- _Data supplied_:
━━━━━━

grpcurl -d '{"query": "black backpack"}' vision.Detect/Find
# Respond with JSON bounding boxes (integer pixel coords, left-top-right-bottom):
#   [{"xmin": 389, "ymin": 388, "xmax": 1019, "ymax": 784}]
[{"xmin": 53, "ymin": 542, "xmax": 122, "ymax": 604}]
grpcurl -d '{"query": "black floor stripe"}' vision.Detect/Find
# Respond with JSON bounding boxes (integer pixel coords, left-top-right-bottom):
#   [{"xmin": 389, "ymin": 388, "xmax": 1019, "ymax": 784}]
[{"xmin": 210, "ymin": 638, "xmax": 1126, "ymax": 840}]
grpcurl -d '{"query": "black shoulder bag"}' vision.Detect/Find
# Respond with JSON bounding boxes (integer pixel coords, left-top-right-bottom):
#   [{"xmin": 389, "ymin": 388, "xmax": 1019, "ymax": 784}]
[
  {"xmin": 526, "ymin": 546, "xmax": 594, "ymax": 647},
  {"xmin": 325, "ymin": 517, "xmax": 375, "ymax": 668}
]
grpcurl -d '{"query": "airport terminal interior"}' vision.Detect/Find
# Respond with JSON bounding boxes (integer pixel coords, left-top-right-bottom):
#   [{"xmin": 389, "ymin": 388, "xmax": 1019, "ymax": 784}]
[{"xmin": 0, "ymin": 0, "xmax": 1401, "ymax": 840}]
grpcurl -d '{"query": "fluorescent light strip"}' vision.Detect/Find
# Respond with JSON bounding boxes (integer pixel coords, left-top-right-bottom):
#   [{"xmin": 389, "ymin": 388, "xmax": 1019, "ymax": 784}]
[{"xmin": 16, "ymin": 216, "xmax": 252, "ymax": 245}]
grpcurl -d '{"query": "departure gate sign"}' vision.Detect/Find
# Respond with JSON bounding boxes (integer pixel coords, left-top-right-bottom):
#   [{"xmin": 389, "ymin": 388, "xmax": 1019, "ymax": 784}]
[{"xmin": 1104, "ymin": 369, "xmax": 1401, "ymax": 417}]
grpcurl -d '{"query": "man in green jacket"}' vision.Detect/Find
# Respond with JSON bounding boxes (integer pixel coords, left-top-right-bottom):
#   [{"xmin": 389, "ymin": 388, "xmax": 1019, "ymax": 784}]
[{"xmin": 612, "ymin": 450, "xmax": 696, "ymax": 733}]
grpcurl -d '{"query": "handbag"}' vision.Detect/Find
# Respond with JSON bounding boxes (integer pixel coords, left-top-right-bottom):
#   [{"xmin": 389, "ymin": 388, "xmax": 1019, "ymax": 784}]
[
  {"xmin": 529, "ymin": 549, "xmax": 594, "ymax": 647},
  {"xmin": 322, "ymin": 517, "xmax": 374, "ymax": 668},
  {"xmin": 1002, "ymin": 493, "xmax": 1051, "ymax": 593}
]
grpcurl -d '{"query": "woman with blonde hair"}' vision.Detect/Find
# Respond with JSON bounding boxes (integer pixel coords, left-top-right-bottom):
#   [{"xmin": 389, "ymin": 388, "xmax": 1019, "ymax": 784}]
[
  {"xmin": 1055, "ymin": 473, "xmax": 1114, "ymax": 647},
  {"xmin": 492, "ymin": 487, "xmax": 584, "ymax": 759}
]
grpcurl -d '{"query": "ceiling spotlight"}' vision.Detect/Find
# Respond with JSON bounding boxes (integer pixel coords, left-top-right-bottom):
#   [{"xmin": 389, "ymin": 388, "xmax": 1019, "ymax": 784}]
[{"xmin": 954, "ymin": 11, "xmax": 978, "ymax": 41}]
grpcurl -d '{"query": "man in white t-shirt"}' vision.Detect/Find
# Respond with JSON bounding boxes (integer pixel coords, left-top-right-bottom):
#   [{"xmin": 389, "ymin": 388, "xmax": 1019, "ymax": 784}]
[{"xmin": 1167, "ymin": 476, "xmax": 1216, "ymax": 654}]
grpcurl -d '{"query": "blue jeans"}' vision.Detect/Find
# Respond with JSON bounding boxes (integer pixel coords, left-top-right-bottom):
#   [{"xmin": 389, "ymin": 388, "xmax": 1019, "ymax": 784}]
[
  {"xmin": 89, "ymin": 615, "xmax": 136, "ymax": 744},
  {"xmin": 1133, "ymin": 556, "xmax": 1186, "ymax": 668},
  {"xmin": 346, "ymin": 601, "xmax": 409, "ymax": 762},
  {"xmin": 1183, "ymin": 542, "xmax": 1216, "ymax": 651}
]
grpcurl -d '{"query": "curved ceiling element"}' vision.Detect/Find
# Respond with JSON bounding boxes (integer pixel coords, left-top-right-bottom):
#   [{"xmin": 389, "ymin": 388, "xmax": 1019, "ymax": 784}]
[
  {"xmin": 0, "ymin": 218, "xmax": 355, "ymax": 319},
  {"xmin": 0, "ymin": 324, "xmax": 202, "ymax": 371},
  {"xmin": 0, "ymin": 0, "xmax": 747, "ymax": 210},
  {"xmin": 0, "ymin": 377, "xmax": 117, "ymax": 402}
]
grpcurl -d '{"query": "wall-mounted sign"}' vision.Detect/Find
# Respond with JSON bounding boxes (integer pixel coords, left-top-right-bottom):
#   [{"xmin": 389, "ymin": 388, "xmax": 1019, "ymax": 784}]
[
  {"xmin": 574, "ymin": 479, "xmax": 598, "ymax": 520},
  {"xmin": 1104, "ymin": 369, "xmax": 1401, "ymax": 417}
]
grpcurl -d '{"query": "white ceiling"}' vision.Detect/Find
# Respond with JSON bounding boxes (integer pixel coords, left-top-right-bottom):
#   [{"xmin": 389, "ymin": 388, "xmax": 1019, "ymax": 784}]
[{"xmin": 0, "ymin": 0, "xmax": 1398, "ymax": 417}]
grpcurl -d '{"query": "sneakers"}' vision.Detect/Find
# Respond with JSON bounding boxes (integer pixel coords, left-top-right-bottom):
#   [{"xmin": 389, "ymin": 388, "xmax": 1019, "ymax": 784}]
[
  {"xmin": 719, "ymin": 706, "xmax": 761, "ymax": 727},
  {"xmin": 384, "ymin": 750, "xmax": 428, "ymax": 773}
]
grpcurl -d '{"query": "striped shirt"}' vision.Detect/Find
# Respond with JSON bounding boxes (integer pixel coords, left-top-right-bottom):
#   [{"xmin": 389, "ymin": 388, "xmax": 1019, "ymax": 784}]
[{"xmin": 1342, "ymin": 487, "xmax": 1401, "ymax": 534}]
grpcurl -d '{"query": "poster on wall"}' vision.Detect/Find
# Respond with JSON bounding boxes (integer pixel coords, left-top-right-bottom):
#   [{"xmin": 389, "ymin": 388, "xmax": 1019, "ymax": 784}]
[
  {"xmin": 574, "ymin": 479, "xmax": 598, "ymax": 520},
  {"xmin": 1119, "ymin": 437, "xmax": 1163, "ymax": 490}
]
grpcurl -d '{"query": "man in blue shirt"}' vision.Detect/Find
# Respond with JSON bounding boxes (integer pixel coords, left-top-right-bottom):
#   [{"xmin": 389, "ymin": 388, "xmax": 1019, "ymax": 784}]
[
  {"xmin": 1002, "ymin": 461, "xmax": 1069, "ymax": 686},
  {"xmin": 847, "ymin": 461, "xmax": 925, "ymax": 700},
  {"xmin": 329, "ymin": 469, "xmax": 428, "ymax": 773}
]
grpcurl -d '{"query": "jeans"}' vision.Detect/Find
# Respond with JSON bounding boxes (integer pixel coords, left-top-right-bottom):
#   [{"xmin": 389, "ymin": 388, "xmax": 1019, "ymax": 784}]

━━━━━━

How many lines in the records above contain the word "black"? Reply with the number alone.

- _Exercise answer_:
3